| REQUIREMENT |
Return the data below in full, matching every line exactly.
[Opening GIVEN ENTRIES section]
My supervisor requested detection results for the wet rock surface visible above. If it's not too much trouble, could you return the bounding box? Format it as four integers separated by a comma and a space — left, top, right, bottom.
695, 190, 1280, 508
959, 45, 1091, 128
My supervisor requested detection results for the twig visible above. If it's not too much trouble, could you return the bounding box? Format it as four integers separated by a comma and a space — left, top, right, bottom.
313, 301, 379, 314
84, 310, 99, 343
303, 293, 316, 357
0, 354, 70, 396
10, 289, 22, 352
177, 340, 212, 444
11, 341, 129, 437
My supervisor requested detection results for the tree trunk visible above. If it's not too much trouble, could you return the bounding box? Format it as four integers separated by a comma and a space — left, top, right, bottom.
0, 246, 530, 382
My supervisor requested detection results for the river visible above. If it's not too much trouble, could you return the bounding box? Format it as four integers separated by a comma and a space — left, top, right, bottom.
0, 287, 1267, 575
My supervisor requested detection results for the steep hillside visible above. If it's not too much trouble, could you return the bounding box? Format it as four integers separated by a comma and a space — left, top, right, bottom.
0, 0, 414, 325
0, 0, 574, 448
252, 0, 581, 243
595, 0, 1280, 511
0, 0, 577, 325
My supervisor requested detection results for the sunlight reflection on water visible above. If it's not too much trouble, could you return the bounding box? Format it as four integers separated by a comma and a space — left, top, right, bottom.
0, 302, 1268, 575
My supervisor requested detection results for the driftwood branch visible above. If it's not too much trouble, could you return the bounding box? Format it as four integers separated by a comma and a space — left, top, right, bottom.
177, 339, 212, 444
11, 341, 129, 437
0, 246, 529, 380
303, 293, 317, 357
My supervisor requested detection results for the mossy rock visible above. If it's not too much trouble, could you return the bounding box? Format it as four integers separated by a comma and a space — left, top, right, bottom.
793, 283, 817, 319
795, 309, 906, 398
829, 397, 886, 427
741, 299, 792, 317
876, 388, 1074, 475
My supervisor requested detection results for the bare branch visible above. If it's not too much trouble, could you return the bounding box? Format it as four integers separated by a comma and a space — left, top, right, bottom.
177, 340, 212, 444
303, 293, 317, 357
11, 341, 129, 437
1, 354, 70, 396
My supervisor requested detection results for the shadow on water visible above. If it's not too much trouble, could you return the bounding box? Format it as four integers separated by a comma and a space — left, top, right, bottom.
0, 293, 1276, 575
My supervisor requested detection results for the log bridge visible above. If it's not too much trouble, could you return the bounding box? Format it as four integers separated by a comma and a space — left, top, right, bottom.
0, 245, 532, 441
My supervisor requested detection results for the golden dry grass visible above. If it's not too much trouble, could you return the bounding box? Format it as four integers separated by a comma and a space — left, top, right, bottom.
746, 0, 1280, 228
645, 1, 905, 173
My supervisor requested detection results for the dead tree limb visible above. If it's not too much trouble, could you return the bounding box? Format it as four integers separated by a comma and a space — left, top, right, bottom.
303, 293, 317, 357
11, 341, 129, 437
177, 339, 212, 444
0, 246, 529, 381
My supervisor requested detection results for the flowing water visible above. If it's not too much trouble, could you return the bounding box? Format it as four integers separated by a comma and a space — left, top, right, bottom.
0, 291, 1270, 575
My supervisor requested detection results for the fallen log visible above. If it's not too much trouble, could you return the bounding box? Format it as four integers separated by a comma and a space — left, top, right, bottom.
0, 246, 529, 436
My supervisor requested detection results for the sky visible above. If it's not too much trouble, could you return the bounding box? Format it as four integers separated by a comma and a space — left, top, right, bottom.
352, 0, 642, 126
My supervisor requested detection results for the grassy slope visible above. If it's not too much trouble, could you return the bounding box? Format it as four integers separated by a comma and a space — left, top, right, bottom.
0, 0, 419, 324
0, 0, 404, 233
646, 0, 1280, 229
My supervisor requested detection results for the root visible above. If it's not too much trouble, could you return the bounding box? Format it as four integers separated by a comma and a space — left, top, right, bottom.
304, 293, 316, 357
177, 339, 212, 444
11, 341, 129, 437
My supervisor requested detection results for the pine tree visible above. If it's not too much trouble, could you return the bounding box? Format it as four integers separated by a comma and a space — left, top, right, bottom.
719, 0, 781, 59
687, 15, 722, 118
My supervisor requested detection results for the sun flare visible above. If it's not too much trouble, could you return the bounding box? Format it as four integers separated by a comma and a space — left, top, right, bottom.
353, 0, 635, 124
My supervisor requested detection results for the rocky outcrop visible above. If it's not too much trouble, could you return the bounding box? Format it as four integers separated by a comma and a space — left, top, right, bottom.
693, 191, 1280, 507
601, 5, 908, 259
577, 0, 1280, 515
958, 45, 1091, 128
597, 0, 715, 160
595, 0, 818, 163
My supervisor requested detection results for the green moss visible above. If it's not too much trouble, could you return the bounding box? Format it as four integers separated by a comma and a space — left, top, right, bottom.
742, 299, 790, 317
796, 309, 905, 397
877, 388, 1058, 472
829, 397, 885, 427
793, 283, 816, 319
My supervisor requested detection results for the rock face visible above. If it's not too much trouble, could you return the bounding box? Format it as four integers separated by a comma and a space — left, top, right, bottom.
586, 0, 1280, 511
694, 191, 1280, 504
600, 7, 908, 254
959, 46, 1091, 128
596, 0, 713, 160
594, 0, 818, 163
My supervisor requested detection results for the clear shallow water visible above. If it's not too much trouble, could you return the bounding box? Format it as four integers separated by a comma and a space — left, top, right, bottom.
[Closing GIVEN ENTRIES section]
| RESULT OF THIS TASK |
My supervisor requested detection results for the wet rock surface visible above. If it's not too much trouble, could you return the bounding box? Format it as four integers separated by a comma and a space — left, top, right, bottom.
695, 190, 1280, 508
959, 45, 1091, 128
My supervisor requested detection results for the twig visible above. If it's not too much trouble, could you return the bounding box? Format it as four integers separated by a comma and a space — left, top, right, bottom.
313, 301, 379, 314
84, 310, 99, 343
303, 293, 316, 357
0, 354, 70, 396
10, 289, 22, 352
177, 340, 212, 444
11, 341, 129, 437
My supervisor requested detection results for the tree trunk visible above. If it's not too much trouble, could you return the bounding box? Format it as four integers separated by a comma and a space — left, top, right, bottom.
0, 246, 530, 382
My supervisor requested detection results for the river visible above. If it's not too much trouble, could you return the bounding box? Format it as four integers separated by a comma and a space — left, top, right, bottom.
0, 287, 1267, 575
My supervisor requested detection results for the steep hillside visible above. If it's not too much trouble, could you return the bounding box? Format it as four integers separated by a comma and a space — left, top, right, bottom.
0, 0, 414, 325
0, 0, 574, 448
252, 0, 581, 243
595, 0, 1280, 511
0, 0, 577, 325
My supervisor requested detection results for the sunlight reflection on water visible above. If it's not too much trouble, could you return the bounding box? Format it as four integers separated by a comma and a space — left, top, right, bottom.
0, 302, 1268, 575
My supervisor requested detection results for the driftwood branch visible above. If it's not too much trouble, could you return the bounding box? Format it as four integers separated by a comma and a space — left, top, right, bottom.
177, 339, 212, 444
11, 341, 129, 437
0, 246, 529, 380
303, 293, 317, 357
My supervisor requested detection results for the mossy rock visible above. If it's not too much trouble, could you return the bounding box? Format it as four integers separated by a comma and a space — left, top, right, bottom.
793, 283, 817, 319
795, 309, 906, 398
829, 397, 886, 427
741, 299, 792, 317
876, 388, 1074, 475
My supervisor requested detection results for the bare branch visible above. If it's not too much trouble, could you return the bounding box? Format it as four integers separated by a comma and a space — left, top, right, bottom.
177, 340, 212, 444
303, 293, 317, 357
11, 341, 129, 437
1, 354, 70, 396
My supervisor requested detection results for the shadow on water visible above. If it's not too much trouble, could you return the bounding box? Format it as four integers separated by a comma and a space — left, top, right, bottom.
0, 293, 1276, 575
My supervisor requested detection results for the log bridge visible above. If it's not too much trouble, could you return the bounding box? Format it as four integers separated by a comma and a space — left, top, right, bottom.
0, 245, 532, 441
My supervisor requested detection results for the golden dry grass visible above. If it's not too much trouble, could you return the bounding box? Format it as four integers separated by a comma and a space — left, top, right, bottom.
746, 0, 1280, 228
645, 1, 905, 173
My supervisor requested detection results for the dead tree limb visible above. If it's not too much trouble, could you return the bounding box? Format it as four integers separated by a comma and a space — left, top, right, bottom.
303, 293, 317, 357
11, 341, 129, 437
177, 339, 212, 444
0, 246, 529, 381
My supervisor requested detection results for the flowing water visible above. If it's not too much trouble, could you return the bounding box? Format it as four integers separated by a comma and a space — left, top, right, bottom.
0, 291, 1270, 575
My supervisor requested detection results for the fallen log visible above. If it's not too much trouble, could you return the bounding box? Format it as four integers separated by a comma and a space — left, top, right, bottom.
0, 246, 529, 436
My supervisor requested detection results for the sky visible above. If it's not too much trouble, could you return the bounding box? Format it as four integers separated by a comma and a space — left, top, right, bottom.
352, 0, 642, 126
My supervisor requested detection results for the grassy slope visible above. If it's not too much trouble, could you return the bounding box? Format it as four integers separated by a comma and a space — left, top, right, bottom.
0, 0, 419, 324
0, 0, 404, 233
646, 0, 1280, 229
My supervisor requested detection results for the root visible above. If it's not too much trouble, could you return the bounding box? Format it as four integers separated by a comma and a space — left, top, right, bottom.
304, 293, 316, 357
177, 339, 212, 444
11, 341, 129, 437
My supervisor requested detection results for the pine tree visible above. If it's not too much trouble, could you return the bounding box? Format it as four integers separated by a comma and a space — left, top, right, bottom.
719, 0, 781, 59
687, 15, 722, 118
My supervisor requested detection results for the sun flare visible above. If it's not too much trouble, could you return the bounding box? Format it as four integers separated by a comma and a space — left, top, right, bottom.
353, 0, 635, 124
My supervisor requested detection results for the rocky outcrop visible above. If it's not too much trouble, could you return the bounding box? Format it as four integers separated by a comma and a space — left, top, right, bottom.
693, 191, 1280, 507
601, 5, 908, 259
577, 0, 1280, 515
958, 45, 1091, 128
597, 0, 715, 160
595, 0, 818, 163
My supervisor requested detection results for the green moss visible above. If it's not too much trouble, could you return the bounding box? Format it as four integers separated by a comma and a space — left, top, right, bottom.
742, 299, 790, 317
796, 309, 905, 397
877, 388, 1058, 472
829, 397, 885, 427
793, 283, 816, 319
My supervisor requested detection results for the rock face visible above. If it's not too much trouble, could you return the bounding box? Format it as four integers separated by a comma and a space — left, top, right, bottom.
586, 0, 1280, 511
694, 191, 1280, 504
600, 7, 908, 254
959, 46, 1091, 128
596, 0, 713, 160
594, 0, 818, 163
My supervisor requested detection results for the clear shallow water visible above. If it's not too much trouble, could you return the bounding box? Format it as four integers separated by a comma and a space — left, top, right, bottom.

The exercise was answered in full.